-- Start of SOURCE MATERIAL --

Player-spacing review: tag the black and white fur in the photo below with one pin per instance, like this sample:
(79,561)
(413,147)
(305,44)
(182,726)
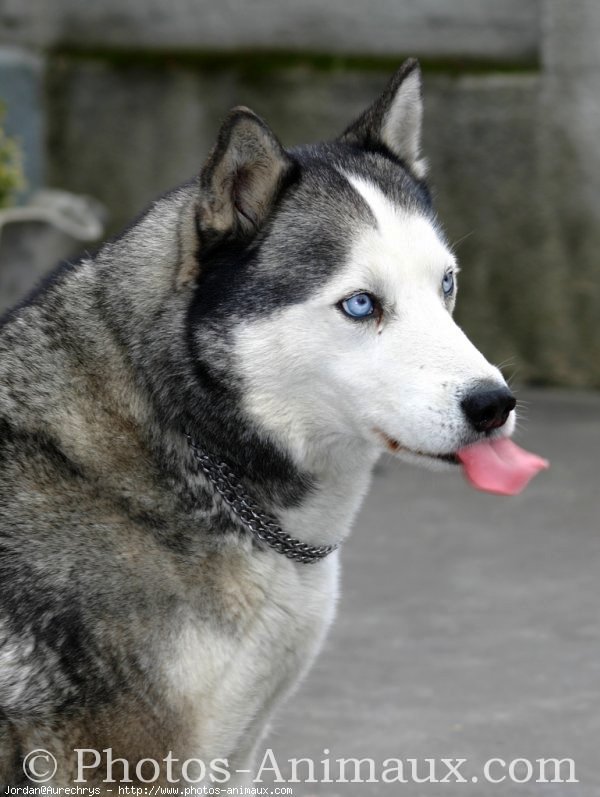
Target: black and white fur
(135,613)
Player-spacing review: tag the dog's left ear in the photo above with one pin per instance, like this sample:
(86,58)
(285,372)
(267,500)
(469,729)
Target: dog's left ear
(241,178)
(394,120)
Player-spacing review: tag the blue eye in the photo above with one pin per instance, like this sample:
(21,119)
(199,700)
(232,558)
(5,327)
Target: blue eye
(360,305)
(448,284)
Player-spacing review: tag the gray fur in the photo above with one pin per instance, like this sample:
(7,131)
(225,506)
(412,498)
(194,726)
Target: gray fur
(110,539)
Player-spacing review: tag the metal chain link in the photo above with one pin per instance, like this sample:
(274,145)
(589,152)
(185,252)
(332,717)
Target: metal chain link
(263,526)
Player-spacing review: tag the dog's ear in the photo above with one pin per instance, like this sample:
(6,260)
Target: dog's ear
(241,178)
(394,120)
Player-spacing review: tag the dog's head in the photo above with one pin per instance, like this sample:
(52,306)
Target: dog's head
(326,271)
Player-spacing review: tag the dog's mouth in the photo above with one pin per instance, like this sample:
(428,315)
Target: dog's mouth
(394,447)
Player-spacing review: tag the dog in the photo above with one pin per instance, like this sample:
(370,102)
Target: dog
(188,424)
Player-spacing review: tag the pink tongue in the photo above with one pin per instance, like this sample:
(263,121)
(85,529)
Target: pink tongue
(500,466)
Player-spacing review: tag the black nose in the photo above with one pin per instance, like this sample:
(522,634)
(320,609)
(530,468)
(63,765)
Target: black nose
(488,409)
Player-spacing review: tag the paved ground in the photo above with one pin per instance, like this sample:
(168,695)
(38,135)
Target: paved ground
(469,625)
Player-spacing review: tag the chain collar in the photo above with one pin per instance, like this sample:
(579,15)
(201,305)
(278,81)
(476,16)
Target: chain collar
(260,524)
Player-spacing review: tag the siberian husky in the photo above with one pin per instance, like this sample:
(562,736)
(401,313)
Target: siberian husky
(188,424)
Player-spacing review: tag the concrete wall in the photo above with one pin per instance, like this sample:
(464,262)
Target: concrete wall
(134,93)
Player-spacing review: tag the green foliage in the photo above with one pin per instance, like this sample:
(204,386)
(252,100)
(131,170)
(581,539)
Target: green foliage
(11,166)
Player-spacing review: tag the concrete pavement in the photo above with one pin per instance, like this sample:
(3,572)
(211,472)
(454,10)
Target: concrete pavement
(469,625)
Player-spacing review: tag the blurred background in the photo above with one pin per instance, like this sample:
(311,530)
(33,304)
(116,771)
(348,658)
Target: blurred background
(121,99)
(469,625)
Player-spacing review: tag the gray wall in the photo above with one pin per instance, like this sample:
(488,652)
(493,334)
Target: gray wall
(134,92)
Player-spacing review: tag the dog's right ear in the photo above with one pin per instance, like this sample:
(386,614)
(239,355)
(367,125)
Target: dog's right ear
(394,120)
(241,178)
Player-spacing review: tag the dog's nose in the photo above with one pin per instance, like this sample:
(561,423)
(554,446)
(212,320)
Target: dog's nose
(488,409)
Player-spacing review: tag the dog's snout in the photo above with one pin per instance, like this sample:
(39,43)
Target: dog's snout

-- End of SOURCE MATERIAL --

EXERCISE BRIEF: Copy each line of the records precisely and drop any images they hold.

ANSWER TO THIS EXERCISE:
Player-spacing review: tag the black and white fur in the photo below with one pin per instance, like this sample:
(79,561)
(413,147)
(305,44)
(182,726)
Target: black and white fur
(135,613)
Player-spacing review: tag the dog's left ear in the photo above with one pin per instance, like this sample:
(86,58)
(285,372)
(267,500)
(469,729)
Target: dog's left ear
(241,178)
(394,120)
Player-spacing review: tag the blue eye in the photo above with one pin per instance, like this sample:
(21,119)
(199,700)
(232,558)
(5,327)
Target: blue eye
(360,305)
(448,284)
Player-spacing review: tag the gray fur in the photo above with one pin per instance, like this sample:
(7,131)
(225,506)
(412,498)
(194,726)
Target: gray fur
(110,539)
Player-spacing review: tag the metal chain link in the photo above with one pin per instance, like this sample:
(274,145)
(589,152)
(185,252)
(332,717)
Target: metal chain link
(263,526)
Player-spacing review: tag the dog's ear in the photo above with one pin per instance, like this sample:
(6,260)
Target: dog's ear
(241,178)
(394,120)
Player-spacing review: tag the dog's head in the photo above with one pin per instance, like this sample:
(52,306)
Target: dog's head
(326,271)
Player-spacing review: tag the dog's mouth in the photo above with one pin per instance, like this sample:
(428,315)
Target: dog's mouth
(394,447)
Player-spacing review: tag the dog in the photo above with one pin per instance, like this sample:
(370,102)
Target: dog
(188,424)
Player-spacing review: tag the pink tongue in the photo above with one pin per instance, like this sample:
(263,121)
(85,529)
Target: pink tongue
(500,466)
Player-spacing review: tag the black nose in the photo above with one pin per instance, like this sample:
(522,634)
(320,609)
(530,468)
(63,765)
Target: black nose
(488,409)
Player-spacing review: tag the paved ground in the photo above with one pin per instance, like this sample:
(168,695)
(38,135)
Target: paved ground
(469,625)
Player-spacing review: tag the chain collar in the photo above with one pin per instance, like this sample:
(579,15)
(201,305)
(278,81)
(476,16)
Target: chain collar
(260,524)
Player-spacing review: tag the siberian husky in the photo above with one pin per instance, like this sample:
(562,736)
(401,313)
Target: siberian husky
(188,424)
Player-spacing review: tag the concrete wall in the photo above with one pin per instance, like this sample:
(464,262)
Target: concrete wall
(134,93)
Player-spacing review: tag the green foliage in the photo above with one pin per instance, like this sample:
(204,386)
(252,100)
(131,170)
(581,539)
Target: green foliage
(11,166)
Player-spacing review: tag the concrete pavement in the photo above with one pin per instance, like this sample:
(3,572)
(211,472)
(454,10)
Target: concrete pavement
(469,625)
Player-spacing review: tag the blurred background in the photo above with one pin per instance, like this sample:
(311,530)
(33,304)
(116,771)
(348,658)
Target: blurred background
(121,99)
(469,625)
Player-spacing review: tag the gray wall in the photo above with one pin per instance, like this sample:
(488,652)
(493,334)
Target: gray wall
(134,92)
Player-spacing review: tag the dog's right ear in the photo above with one pin per instance, like this sample:
(386,614)
(239,355)
(367,125)
Target: dog's right ear
(394,120)
(241,178)
Player-spacing review: tag the dog's nose in the photo above with one pin per instance, like this sample:
(561,423)
(554,446)
(212,320)
Target: dog's nose
(488,409)
Player-spacing review: tag the dog's snout in the photo above with one pin per instance, like this sample:
(39,43)
Target: dog's snout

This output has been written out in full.